Data to process start
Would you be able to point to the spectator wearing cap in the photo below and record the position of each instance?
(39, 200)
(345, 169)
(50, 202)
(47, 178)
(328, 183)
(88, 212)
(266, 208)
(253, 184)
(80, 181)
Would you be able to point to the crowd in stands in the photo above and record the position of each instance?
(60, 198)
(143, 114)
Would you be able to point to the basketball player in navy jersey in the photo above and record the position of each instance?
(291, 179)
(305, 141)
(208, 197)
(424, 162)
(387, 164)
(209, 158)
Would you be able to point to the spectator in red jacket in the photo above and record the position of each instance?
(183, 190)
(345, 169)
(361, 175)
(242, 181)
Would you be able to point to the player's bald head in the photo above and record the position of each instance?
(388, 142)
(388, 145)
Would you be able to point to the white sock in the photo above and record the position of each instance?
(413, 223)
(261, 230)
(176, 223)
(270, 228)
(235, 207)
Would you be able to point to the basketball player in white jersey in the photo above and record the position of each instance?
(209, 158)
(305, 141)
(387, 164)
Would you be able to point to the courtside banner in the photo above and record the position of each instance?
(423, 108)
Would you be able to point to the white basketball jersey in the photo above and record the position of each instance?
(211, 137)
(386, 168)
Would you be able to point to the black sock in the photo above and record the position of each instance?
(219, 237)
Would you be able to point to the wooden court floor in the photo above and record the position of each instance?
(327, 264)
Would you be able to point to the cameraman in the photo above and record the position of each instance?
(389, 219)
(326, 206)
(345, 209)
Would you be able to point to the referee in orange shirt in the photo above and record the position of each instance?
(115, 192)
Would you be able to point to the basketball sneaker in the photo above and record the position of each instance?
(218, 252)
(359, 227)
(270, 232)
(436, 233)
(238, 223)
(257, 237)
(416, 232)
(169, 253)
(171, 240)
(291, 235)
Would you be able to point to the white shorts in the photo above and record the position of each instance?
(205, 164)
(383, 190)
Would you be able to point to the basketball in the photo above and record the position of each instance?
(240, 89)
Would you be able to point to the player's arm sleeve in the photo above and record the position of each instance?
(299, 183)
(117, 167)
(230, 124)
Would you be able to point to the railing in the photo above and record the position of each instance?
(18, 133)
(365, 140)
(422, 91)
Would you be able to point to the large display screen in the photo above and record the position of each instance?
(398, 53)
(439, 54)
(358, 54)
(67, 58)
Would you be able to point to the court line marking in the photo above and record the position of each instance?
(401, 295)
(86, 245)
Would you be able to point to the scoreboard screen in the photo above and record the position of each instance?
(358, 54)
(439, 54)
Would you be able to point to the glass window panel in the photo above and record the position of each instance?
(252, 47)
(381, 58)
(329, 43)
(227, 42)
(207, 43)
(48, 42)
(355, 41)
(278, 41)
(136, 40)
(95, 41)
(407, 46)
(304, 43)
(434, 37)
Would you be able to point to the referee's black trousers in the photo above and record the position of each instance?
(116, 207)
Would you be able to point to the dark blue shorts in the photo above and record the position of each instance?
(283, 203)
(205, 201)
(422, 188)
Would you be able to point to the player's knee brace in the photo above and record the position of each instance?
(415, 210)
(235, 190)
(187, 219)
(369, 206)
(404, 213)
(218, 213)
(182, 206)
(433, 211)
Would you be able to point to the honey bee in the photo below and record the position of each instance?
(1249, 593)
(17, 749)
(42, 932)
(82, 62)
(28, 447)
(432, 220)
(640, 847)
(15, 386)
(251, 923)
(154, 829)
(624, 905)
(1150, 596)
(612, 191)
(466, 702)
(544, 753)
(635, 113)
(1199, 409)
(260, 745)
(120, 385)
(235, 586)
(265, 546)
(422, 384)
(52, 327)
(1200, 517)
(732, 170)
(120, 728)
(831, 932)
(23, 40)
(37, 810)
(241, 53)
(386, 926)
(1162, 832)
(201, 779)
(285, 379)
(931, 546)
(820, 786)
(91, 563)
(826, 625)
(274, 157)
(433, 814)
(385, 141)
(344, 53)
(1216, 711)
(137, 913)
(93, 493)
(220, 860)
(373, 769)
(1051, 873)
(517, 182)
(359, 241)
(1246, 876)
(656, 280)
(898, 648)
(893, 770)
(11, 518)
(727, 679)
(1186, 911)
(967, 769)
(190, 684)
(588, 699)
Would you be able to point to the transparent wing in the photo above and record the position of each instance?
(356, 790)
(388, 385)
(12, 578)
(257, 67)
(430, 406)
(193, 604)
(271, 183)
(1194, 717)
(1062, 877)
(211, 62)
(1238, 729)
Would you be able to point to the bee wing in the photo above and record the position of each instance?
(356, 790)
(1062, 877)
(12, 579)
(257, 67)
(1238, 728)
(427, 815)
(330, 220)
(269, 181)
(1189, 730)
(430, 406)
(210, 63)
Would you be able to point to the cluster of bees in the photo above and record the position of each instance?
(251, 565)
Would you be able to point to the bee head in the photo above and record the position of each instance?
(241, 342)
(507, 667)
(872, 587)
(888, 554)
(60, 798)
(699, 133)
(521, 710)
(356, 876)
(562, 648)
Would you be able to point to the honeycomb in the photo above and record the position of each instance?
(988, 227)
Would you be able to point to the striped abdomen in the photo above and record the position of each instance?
Data to process end
Please recast every line of the records above as a Markdown table with two columns, Row and Line. Number the rows in order and omit blank lines.

- Full answer:
| Row | Line |
|---|---|
| 1 | Would you be able to point to the spectator wearing cap in the photo below and record the position of each instance? |
| 2 | (39, 200) |
| 3 | (345, 169) |
| 4 | (50, 202) |
| 5 | (47, 178) |
| 6 | (328, 183) |
| 7 | (88, 212) |
| 8 | (266, 208) |
| 9 | (253, 184) |
| 10 | (80, 181) |
| 11 | Would you be able to point to the crowd in stands in the photo above and record the position of each instance? |
| 12 | (60, 198) |
| 13 | (143, 114) |
| 14 | Would you be able to point to the basketball player in navy jersey in the photo above and record the position of each instance? |
| 15 | (291, 179) |
| 16 | (305, 141) |
| 17 | (208, 197) |
| 18 | (424, 162) |
| 19 | (387, 164) |
| 20 | (209, 158) |
| 21 | Would you be able to point to the spectator in red jacket in the photo above and record the position of each instance? |
| 22 | (183, 190) |
| 23 | (345, 169) |
| 24 | (361, 175) |
| 25 | (242, 181) |
| 26 | Would you be able to point to the player's bald head in the photo above and record the position of each instance? |
| 27 | (388, 142) |
| 28 | (388, 145) |
| 29 | Would you be able to point to the white sock in the photo above and record the position of each instance? |
| 30 | (413, 223) |
| 31 | (261, 230) |
| 32 | (176, 223) |
| 33 | (270, 228) |
| 34 | (235, 207) |
| 35 | Would you be able to point to the basketball player in white jersey in the photo above and record the position of each instance? |
| 36 | (209, 158) |
| 37 | (305, 141) |
| 38 | (387, 164) |
| 39 | Would you be able to point to the courtside banner in the photo above and record the position of each instance? |
| 40 | (423, 108) |
| 41 | Would you be able to point to the white basketball jersey in the photo above and record the position of each instance? |
| 42 | (211, 137) |
| 43 | (386, 168) |
| 44 | Would you be able to point to the black sock in the photo above and record the position of each instance? |
| 45 | (219, 237) |
| 46 | Would you be able to point to the wooden court floor in the photo above and record the position of each instance? |
| 47 | (327, 264) |
| 48 | Would you be able to point to the cameraman in the photo above and record the position of each instance? |
| 49 | (389, 219) |
| 50 | (326, 206) |
| 51 | (345, 209) |
| 52 | Would you be able to point to the referee in orange shirt in the photo above and record the position of each instance? |
| 53 | (115, 192) |
| 54 | Would you be able to point to the basketball sneaker in the photo above and record the position of each instance? |
| 55 | (218, 252) |
| 56 | (359, 227) |
| 57 | (270, 232) |
| 58 | (436, 233) |
| 59 | (238, 223) |
| 60 | (257, 237) |
| 61 | (416, 232) |
| 62 | (169, 253) |
| 63 | (171, 240) |
| 64 | (291, 235) |
| 65 | Would you be able to point to the white shorts in the photo above and record the position of each instance? |
| 66 | (205, 164) |
| 67 | (383, 190) |
| 68 | Would you be able to point to the basketball in the photo above and record the position of each instance? |
| 69 | (240, 89) |
| 70 | Would you be able to point to the player's arm sleeve in the photo above and record the position of each instance? |
| 71 | (299, 183) |
| 72 | (117, 167) |
| 73 | (230, 124) |
| 74 | Would you be able to point to the railing in the photo above and record the position of each instance? |
| 75 | (18, 133) |
| 76 | (365, 140) |
| 77 | (422, 91) |
| 78 | Would you be able to point to the large display screen in the photo above and record the position of each instance? |
| 79 | (398, 53) |
| 80 | (439, 54) |
| 81 | (358, 54) |
| 82 | (67, 58) |
| 83 | Would you be able to point to the court line marking in the photo above and record the position of each instance? |
| 84 | (401, 295) |
| 85 | (86, 245) |
| 86 | Would you be able to point to the scoreboard screen in the photo above and record the position of each instance? |
| 87 | (358, 54) |
| 88 | (439, 54) |
| 89 | Would you be able to point to the glass window panel in the photo above and record the position of each instance? |
| 90 | (252, 47) |
| 91 | (381, 58) |
| 92 | (329, 43) |
| 93 | (227, 42) |
| 94 | (207, 43) |
| 95 | (48, 42) |
| 96 | (355, 41) |
| 97 | (278, 41) |
| 98 | (136, 40) |
| 99 | (95, 41) |
| 100 | (407, 46) |
| 101 | (304, 43) |
| 102 | (434, 37) |
| 103 | Would you be able to point to the referee's black trousers in the photo above and record the position of each instance? |
| 104 | (116, 207) |
| 105 | Would you be able to point to the dark blue shorts in the photo above and record the position of each instance? |
| 106 | (283, 203) |
| 107 | (205, 201) |
| 108 | (422, 188) |
| 109 | Would you be able to point to the player's knee brace in the photo above and record the position of each instance? |
| 110 | (415, 210) |
| 111 | (235, 190) |
| 112 | (187, 219) |
| 113 | (369, 206) |
| 114 | (404, 213) |
| 115 | (218, 213) |
| 116 | (182, 206) |
| 117 | (433, 211) |
| 118 | Would you be able to point to the honey bee in the photo below and record the position of each instance? |
| 119 | (1249, 593) |
| 120 | (17, 749) |
| 121 | (42, 932) |
| 122 | (82, 62) |
| 123 | (28, 447) |
| 124 | (432, 220) |
| 125 | (640, 847) |
| 126 | (15, 386) |
| 127 | (251, 923) |
| 128 | (154, 829) |
| 129 | (624, 905) |
| 130 | (1150, 596) |
| 131 | (612, 191) |
| 132 | (466, 702) |
| 133 | (544, 753) |
| 134 | (635, 113) |
| 135 | (1199, 409) |
| 136 | (260, 745) |
| 137 | (120, 385) |
| 138 | (235, 586) |
| 139 | (265, 546) |
| 140 | (422, 384) |
| 141 | (52, 327) |
| 142 | (1200, 517) |
| 143 | (732, 170) |
| 144 | (120, 728) |
| 145 | (831, 932) |
| 146 | (23, 40) |
| 147 | (37, 810) |
| 148 | (241, 53) |
| 149 | (386, 926) |
| 150 | (1162, 832) |
| 151 | (201, 779) |
| 152 | (285, 379) |
| 153 | (931, 546) |
| 154 | (820, 786) |
| 155 | (91, 563) |
| 156 | (826, 625) |
| 157 | (274, 157) |
| 158 | (433, 814) |
| 159 | (385, 141) |
| 160 | (344, 53) |
| 161 | (1216, 711) |
| 162 | (137, 913) |
| 163 | (93, 493) |
| 164 | (220, 860) |
| 165 | (373, 769) |
| 166 | (1051, 873) |
| 167 | (517, 182) |
| 168 | (359, 241) |
| 169 | (1246, 876) |
| 170 | (656, 280) |
| 171 | (898, 648) |
| 172 | (893, 770) |
| 173 | (11, 518) |
| 174 | (727, 679) |
| 175 | (1186, 911) |
| 176 | (967, 769) |
| 177 | (190, 684) |
| 178 | (588, 699) |
| 179 | Would you be able to point to the transparent wing in the photo above and record the position of each instance? |
| 180 | (356, 790) |
| 181 | (388, 385) |
| 182 | (12, 578) |
| 183 | (257, 67) |
| 184 | (430, 406) |
| 185 | (193, 604) |
| 186 | (271, 183) |
| 187 | (1194, 717) |
| 188 | (1062, 877) |
| 189 | (211, 62) |
| 190 | (1238, 729) |
| 191 | Would you be able to point to the bee wing in the photo above and record the position of each instance? |
| 192 | (356, 790) |
| 193 | (1062, 877) |
| 194 | (12, 579) |
| 195 | (257, 67) |
| 196 | (1238, 728) |
| 197 | (427, 815) |
| 198 | (330, 220) |
| 199 | (269, 181) |
| 200 | (1189, 730) |
| 201 | (430, 406) |
| 202 | (210, 63) |
| 203 | Would you be able to point to the cluster of bees in the photo above and record the position of each instance? |
| 204 | (251, 565) |
| 205 | Would you be able to point to the bee head in the photo above and record the position of each instance? |
| 206 | (241, 342) |
| 207 | (507, 667) |
| 208 | (872, 587) |
| 209 | (888, 554) |
| 210 | (60, 798) |
| 211 | (699, 133) |
| 212 | (521, 710) |
| 213 | (356, 876) |
| 214 | (562, 648) |
| 215 | Would you be able to point to the honeycomb in the photo above and record the position of each instance? |
| 216 | (988, 227) |
| 217 | Would you be able to point to the striped abdomen in the photo above and record the position of each instance? |